- Exercise aim:
Below are records; transcribe only the line with "of the fence" and those after it, through the last line, without any change.
============
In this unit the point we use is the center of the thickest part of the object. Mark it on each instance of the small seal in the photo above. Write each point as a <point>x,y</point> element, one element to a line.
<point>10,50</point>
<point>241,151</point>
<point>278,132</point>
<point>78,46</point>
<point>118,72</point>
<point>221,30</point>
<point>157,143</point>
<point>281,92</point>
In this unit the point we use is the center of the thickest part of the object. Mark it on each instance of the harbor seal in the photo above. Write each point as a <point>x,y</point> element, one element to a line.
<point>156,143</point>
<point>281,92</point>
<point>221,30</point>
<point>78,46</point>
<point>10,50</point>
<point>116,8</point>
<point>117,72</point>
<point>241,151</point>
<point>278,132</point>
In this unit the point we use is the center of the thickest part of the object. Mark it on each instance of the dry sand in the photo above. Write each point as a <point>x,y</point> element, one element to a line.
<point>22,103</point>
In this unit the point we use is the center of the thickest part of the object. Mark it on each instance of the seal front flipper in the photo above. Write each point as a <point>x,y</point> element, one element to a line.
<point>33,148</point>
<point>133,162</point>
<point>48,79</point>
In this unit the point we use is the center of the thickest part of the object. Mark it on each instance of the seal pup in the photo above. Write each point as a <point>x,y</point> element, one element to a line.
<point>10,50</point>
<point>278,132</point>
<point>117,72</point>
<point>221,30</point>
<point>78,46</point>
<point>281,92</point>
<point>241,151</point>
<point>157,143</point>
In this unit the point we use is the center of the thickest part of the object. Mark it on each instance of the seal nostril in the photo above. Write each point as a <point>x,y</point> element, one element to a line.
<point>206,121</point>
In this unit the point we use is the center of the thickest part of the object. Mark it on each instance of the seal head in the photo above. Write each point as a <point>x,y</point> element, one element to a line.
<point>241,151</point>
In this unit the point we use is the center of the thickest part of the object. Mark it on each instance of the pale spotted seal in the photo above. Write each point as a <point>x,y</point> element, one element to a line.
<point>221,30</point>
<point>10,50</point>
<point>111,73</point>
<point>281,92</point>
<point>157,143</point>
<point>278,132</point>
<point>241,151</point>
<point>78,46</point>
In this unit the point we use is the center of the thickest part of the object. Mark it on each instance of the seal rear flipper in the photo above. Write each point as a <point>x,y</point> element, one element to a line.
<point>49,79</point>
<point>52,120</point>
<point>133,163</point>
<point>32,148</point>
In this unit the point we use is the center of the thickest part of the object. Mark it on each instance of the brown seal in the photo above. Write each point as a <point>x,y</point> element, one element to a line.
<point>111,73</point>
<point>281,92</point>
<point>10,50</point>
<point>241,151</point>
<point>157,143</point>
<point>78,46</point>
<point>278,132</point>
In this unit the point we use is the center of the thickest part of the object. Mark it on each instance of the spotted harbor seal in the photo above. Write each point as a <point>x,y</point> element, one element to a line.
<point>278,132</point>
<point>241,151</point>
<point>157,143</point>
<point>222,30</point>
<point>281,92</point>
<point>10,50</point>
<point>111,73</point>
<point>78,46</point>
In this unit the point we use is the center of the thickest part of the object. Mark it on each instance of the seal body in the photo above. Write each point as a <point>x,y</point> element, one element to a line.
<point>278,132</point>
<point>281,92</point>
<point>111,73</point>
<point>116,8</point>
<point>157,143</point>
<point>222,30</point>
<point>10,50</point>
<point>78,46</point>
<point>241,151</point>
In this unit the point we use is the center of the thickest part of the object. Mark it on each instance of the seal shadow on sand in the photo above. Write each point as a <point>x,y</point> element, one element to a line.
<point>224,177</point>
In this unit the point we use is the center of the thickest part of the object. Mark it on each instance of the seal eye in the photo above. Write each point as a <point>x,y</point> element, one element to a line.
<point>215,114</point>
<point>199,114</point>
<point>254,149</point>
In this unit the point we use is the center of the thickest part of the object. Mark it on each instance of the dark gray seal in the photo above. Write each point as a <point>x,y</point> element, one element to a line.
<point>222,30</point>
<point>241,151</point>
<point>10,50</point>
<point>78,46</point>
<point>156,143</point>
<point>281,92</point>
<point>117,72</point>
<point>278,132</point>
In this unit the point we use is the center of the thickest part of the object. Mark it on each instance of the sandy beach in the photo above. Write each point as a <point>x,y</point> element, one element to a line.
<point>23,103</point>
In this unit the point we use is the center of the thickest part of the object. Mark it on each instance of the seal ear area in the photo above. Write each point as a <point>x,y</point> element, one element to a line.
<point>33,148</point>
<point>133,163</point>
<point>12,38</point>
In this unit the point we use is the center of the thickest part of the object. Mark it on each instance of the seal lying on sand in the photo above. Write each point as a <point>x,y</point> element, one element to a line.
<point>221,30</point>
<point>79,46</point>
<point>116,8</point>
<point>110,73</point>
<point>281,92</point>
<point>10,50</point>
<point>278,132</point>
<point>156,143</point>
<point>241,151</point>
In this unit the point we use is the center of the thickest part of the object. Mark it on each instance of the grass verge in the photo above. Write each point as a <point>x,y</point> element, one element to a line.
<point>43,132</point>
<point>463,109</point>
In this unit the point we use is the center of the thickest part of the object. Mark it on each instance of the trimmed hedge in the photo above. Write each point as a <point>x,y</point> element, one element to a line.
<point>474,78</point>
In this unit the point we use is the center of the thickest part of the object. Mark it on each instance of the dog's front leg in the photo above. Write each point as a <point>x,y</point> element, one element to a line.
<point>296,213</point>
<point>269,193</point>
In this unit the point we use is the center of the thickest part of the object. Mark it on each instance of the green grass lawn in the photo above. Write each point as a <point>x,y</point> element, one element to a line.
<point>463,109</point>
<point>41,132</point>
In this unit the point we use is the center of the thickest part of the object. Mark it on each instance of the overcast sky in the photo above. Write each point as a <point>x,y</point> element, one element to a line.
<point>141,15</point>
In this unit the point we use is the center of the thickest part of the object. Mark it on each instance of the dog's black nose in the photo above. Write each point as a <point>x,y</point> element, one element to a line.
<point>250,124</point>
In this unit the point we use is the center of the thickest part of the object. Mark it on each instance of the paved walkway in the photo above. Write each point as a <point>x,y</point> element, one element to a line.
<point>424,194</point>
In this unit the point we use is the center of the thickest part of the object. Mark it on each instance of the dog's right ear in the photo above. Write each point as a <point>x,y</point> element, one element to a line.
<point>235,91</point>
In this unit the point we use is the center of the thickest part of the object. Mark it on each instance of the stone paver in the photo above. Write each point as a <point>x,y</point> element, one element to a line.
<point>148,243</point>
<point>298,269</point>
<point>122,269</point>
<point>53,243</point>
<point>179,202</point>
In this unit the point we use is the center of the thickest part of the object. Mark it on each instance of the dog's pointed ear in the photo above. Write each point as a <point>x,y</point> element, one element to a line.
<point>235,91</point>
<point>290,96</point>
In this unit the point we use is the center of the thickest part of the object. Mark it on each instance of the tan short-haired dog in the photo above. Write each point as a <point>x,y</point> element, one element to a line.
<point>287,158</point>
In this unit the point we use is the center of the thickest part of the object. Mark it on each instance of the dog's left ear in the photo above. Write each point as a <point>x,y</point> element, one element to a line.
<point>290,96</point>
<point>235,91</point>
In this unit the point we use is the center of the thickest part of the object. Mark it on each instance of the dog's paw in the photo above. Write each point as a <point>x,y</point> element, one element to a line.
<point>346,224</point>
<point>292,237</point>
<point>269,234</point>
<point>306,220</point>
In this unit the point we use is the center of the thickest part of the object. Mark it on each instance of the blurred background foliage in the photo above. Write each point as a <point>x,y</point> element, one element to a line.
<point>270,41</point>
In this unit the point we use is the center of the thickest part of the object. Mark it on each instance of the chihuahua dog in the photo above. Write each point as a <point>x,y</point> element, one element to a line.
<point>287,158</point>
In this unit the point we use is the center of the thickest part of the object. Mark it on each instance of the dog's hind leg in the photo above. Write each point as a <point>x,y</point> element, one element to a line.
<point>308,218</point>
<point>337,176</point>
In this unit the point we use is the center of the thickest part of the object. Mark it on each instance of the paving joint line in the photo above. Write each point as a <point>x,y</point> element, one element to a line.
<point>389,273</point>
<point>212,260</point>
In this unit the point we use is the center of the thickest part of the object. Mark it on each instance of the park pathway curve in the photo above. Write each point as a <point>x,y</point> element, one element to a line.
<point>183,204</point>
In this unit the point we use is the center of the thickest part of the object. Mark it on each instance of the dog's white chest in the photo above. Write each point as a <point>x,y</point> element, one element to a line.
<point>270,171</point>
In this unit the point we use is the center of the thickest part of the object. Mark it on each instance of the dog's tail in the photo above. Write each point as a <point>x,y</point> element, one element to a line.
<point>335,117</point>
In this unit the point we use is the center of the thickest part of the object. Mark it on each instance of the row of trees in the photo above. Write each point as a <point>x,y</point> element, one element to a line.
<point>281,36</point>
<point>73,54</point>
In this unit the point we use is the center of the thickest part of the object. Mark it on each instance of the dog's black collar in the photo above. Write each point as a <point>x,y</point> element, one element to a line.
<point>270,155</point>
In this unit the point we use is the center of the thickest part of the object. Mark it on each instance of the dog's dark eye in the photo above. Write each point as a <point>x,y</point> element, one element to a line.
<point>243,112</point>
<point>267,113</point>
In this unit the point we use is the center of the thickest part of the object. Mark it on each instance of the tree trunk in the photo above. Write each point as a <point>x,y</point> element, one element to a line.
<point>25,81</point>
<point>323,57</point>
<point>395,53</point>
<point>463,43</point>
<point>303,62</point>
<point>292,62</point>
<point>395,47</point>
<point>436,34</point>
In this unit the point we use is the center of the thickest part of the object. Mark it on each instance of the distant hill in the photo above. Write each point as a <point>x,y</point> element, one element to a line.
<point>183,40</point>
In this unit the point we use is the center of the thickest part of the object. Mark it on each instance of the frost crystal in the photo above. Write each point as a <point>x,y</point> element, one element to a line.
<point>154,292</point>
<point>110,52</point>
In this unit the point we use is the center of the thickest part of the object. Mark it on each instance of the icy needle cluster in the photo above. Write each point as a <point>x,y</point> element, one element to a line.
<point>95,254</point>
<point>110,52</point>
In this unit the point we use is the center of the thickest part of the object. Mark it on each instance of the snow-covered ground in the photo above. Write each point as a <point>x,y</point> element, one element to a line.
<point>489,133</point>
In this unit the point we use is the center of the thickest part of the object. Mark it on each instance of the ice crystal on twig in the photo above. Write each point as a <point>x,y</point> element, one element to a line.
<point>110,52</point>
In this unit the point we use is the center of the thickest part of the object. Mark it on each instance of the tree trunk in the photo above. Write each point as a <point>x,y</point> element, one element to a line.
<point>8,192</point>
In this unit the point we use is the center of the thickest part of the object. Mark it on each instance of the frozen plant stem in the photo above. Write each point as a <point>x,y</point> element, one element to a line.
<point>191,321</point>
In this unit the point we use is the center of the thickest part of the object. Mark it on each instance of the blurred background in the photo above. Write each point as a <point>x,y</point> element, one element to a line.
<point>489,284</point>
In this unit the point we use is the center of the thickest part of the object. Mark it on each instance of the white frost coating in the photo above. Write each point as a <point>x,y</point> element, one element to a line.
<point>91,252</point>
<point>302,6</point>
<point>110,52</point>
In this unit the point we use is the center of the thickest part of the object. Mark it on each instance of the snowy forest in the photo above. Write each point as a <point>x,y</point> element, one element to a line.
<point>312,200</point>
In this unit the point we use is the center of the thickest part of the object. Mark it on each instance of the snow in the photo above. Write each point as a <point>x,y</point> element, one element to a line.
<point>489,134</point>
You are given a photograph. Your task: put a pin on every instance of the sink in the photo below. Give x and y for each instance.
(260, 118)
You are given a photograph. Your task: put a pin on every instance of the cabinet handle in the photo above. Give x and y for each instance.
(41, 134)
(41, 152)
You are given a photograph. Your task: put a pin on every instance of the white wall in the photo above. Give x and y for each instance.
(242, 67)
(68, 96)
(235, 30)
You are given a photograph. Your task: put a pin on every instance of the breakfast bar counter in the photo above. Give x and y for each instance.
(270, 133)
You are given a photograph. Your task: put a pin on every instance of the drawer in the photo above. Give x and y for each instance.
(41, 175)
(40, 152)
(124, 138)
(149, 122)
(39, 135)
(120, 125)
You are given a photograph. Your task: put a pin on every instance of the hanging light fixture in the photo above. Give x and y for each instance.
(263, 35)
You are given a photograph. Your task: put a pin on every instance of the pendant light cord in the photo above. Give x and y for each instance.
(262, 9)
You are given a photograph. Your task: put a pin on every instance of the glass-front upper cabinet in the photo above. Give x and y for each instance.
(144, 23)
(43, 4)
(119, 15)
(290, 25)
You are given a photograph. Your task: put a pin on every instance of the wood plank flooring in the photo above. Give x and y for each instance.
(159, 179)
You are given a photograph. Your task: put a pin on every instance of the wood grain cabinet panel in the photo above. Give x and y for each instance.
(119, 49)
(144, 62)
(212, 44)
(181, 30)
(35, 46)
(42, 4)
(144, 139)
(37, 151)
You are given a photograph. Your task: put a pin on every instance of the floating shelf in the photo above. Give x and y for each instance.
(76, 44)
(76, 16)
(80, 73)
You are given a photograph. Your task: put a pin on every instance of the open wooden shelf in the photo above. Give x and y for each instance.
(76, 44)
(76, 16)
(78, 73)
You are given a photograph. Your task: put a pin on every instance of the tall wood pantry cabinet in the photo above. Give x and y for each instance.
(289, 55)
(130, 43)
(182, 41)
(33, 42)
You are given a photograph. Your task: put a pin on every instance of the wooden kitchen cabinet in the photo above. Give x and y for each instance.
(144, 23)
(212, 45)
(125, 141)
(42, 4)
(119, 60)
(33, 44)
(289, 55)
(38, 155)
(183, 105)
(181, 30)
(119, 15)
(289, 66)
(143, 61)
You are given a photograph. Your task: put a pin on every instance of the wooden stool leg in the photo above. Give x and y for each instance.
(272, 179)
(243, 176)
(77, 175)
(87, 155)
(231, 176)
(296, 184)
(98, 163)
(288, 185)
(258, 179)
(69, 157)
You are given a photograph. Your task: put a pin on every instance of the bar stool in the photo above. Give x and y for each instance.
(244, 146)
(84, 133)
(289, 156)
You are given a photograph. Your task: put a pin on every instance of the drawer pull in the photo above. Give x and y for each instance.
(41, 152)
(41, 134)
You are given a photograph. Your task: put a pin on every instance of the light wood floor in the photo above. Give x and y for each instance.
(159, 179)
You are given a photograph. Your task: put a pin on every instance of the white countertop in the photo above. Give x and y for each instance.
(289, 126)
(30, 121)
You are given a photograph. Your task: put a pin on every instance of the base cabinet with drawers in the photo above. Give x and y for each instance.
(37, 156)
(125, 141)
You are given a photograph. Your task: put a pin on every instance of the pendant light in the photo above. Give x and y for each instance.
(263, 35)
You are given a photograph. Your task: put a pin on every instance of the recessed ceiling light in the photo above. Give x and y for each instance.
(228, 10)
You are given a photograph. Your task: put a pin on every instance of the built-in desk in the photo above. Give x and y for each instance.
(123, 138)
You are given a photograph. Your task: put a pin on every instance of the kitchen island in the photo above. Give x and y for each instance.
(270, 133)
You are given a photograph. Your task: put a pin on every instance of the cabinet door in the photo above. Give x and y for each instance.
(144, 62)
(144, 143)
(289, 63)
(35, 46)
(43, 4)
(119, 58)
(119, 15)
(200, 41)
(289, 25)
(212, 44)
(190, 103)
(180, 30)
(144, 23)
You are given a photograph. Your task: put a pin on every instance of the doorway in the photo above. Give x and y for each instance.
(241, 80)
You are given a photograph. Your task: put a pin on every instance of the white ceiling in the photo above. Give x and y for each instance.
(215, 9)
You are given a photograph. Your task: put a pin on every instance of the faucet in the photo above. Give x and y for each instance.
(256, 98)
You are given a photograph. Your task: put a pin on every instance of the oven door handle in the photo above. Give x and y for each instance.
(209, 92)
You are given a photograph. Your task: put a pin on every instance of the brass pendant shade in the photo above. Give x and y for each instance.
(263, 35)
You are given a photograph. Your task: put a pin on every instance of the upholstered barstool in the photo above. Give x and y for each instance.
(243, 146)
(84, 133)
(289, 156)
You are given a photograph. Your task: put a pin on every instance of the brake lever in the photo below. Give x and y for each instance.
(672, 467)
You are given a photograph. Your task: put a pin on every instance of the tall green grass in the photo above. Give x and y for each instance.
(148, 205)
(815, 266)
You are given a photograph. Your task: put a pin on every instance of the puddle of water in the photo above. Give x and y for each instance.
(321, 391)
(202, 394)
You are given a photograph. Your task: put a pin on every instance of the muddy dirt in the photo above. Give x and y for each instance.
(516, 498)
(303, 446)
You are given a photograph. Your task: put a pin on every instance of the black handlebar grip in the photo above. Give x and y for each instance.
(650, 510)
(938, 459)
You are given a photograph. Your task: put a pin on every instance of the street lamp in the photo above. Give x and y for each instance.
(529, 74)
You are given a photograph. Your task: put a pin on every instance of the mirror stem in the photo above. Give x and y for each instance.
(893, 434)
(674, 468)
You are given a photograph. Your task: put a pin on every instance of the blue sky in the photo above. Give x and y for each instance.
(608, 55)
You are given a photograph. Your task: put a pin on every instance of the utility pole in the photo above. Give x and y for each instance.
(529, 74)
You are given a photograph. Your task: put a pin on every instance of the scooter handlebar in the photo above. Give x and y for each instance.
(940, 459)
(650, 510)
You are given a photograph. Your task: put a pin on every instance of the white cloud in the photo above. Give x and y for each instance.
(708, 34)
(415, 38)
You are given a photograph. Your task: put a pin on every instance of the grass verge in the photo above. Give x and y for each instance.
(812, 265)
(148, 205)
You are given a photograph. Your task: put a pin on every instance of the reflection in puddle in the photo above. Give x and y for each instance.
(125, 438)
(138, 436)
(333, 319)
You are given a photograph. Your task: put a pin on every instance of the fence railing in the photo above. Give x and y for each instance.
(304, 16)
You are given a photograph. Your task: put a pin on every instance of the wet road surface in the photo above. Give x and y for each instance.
============
- Answer to this task:
You are given a photograph. Your task: put a pin on every instance of the fence railing in the photo above. Give x and y for each instance.
(304, 16)
You are given a photograph. Your task: put a pin on every instance of the wet road surface in the photo above. Give x and y for each instance.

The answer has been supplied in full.